Permítasenos una comparación
para representarnos mejor los tiempos transcurridos después de Adán en relación
a los tiempos transcurridos después de Jesucristo.
Tomemos un libro. Convengamos
que cada hoja represente mil años. Comencemos por abrirlo en la última hoja.
Esta última hoja nos hace llegar al año mil; demos vuelta la precedente y estaremos
en los tiempos de Jesucristo. Volvamos dos hojas más y nos encontraremos con
Abrahán; después dos hojas o tres y habremos alcanzado el límite de las más
antiguas civilizaciones conocidas. Pero nos será preciso dar vuelta todavía 43
hojas más para llegar a la creación de Adán.
¿No podemos decir,
entonces, que el ''Yo vengo luego" está bastante próximo a nosotros? ¡Fué
dicho en la penúltima hoja de nuestro libro!

▶ [Datos mostrados]:
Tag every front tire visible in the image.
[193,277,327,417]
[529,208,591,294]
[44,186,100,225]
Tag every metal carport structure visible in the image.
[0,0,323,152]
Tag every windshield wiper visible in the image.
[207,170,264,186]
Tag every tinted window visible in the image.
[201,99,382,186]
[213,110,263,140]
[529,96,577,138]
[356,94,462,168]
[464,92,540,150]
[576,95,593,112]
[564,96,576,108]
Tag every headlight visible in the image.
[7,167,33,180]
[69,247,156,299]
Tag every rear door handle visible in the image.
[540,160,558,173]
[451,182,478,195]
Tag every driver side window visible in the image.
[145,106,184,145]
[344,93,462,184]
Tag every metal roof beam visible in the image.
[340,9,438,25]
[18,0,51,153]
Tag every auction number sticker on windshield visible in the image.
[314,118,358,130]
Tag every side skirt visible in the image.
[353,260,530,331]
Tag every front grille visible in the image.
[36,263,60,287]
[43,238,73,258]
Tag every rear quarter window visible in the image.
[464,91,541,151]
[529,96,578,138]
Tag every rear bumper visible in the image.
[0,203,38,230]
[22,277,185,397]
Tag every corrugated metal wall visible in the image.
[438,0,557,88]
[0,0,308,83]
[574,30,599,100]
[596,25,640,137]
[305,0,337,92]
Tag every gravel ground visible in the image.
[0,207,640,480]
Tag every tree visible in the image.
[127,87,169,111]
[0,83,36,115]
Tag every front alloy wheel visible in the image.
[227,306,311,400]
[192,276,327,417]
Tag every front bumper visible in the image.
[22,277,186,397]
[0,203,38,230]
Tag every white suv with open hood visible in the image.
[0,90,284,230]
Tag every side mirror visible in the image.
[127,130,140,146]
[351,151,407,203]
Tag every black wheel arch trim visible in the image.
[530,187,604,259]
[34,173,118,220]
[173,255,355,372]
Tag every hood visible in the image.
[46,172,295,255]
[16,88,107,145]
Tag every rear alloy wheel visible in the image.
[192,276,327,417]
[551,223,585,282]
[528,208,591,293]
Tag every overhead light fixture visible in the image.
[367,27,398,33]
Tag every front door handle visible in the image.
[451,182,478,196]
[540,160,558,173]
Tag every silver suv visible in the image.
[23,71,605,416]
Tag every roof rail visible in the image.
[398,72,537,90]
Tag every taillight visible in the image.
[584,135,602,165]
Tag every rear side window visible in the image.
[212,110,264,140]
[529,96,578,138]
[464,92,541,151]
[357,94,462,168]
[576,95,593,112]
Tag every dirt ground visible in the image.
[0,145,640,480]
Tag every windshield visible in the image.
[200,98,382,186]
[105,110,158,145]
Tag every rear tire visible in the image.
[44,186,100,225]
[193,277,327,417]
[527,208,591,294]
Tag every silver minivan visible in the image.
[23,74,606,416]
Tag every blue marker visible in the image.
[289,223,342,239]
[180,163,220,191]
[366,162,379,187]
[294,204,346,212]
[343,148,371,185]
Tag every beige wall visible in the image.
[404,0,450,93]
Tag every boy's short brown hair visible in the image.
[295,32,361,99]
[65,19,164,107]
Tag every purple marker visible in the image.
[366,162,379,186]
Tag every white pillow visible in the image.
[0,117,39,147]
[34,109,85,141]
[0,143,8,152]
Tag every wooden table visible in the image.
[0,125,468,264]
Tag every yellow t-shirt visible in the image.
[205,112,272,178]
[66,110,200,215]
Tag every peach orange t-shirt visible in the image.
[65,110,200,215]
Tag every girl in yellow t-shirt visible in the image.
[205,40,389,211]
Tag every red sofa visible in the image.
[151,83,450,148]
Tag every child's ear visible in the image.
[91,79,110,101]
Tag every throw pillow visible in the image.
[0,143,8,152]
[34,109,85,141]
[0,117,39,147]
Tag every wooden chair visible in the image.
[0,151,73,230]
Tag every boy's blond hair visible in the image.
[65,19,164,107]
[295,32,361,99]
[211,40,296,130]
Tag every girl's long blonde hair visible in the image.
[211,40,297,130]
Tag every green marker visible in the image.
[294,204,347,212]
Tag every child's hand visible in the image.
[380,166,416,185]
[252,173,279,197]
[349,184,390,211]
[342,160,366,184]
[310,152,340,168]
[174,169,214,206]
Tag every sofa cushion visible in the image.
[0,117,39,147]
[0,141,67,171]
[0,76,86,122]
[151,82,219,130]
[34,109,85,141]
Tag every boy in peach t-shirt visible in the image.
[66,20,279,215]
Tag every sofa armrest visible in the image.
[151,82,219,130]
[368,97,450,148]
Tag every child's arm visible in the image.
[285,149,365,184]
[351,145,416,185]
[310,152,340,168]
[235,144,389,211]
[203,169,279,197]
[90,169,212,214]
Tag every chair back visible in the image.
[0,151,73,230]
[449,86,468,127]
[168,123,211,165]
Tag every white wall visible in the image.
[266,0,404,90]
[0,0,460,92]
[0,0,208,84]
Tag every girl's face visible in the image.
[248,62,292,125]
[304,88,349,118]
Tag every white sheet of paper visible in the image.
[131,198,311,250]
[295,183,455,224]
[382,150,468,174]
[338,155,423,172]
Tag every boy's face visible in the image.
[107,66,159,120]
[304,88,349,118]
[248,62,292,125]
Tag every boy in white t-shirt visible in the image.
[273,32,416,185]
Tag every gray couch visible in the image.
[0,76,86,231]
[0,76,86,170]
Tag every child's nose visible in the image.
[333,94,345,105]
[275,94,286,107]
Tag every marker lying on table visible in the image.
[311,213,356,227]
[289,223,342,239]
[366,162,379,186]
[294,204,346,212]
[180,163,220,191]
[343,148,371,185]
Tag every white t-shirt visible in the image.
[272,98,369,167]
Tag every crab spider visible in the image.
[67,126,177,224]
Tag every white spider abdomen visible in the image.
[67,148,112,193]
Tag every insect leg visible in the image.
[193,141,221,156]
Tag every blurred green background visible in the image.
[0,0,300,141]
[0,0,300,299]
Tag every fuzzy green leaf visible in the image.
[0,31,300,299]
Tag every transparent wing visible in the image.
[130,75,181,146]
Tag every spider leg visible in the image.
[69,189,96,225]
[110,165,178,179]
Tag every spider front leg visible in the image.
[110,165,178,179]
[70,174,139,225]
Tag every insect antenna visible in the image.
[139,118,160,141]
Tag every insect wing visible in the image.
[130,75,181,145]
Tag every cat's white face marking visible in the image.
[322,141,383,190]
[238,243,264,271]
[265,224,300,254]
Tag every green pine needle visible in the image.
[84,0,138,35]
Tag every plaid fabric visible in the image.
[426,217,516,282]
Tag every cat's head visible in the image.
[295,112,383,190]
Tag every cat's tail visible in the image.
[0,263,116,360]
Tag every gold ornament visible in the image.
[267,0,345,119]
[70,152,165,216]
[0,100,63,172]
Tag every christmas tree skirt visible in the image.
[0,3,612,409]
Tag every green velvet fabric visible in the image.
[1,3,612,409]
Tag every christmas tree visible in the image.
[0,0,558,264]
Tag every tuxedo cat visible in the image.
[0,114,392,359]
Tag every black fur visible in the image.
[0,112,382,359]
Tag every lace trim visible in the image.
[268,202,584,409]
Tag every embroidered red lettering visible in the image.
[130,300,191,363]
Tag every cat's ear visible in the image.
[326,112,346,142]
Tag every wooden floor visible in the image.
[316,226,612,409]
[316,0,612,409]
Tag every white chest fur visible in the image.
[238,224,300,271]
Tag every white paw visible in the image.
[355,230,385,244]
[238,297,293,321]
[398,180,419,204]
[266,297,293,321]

▶ [Lista de tareas]:
• A. Responde estas preguntas a partir del texto de la página:
(i) ¿Cuántos años representa cada hoja en la comparación?
(ii) ¿Con quién nos encontramos al volver dos hojas más después de los tiempos de Jesucristo?
(iii) ¿Cuántas hojas más hay que dar vuelta al final para llegar a la creación de Adán?
• B. Indica si cada afirmación concuerda con el texto de la página. Responde sí o no y cita las palabras del texto que lo deciden.
(i) La comparación empieza abriendo el libro por la primera hoja.
(ii) El "Yo vengo luego" fue dicho en la penúltima hoja del libro.
(iii) Para llegar a la creación de Adán hay que dar vuelta 34 hojas más.
• C. Enumera, en el orden en que aparecen en el texto de la página, todos los momentos a los que se llega al ir dando vuelta las hojas del libro.

▶ [Respuestas por tarea]:
• A.
(i) Mil años.
(ii) Con Abrahán.
(iii) 43 hojas.

• B.
(i) No: "Comencemos por abrirlo en la última hoja."
(ii) Sí: "¡Fué dicho en la penúltima hoja de nuestro libro!"
(iii) No: "Pero nos será preciso dar vuelta todavía 43 hojas más para llegar a la creación de Adán."

• C.
1. El año mil
2. Los tiempos de Jesucristo
3. Abrahán
4. El límite de las más antiguas civilizaciones conocidas
5. La creación de Adán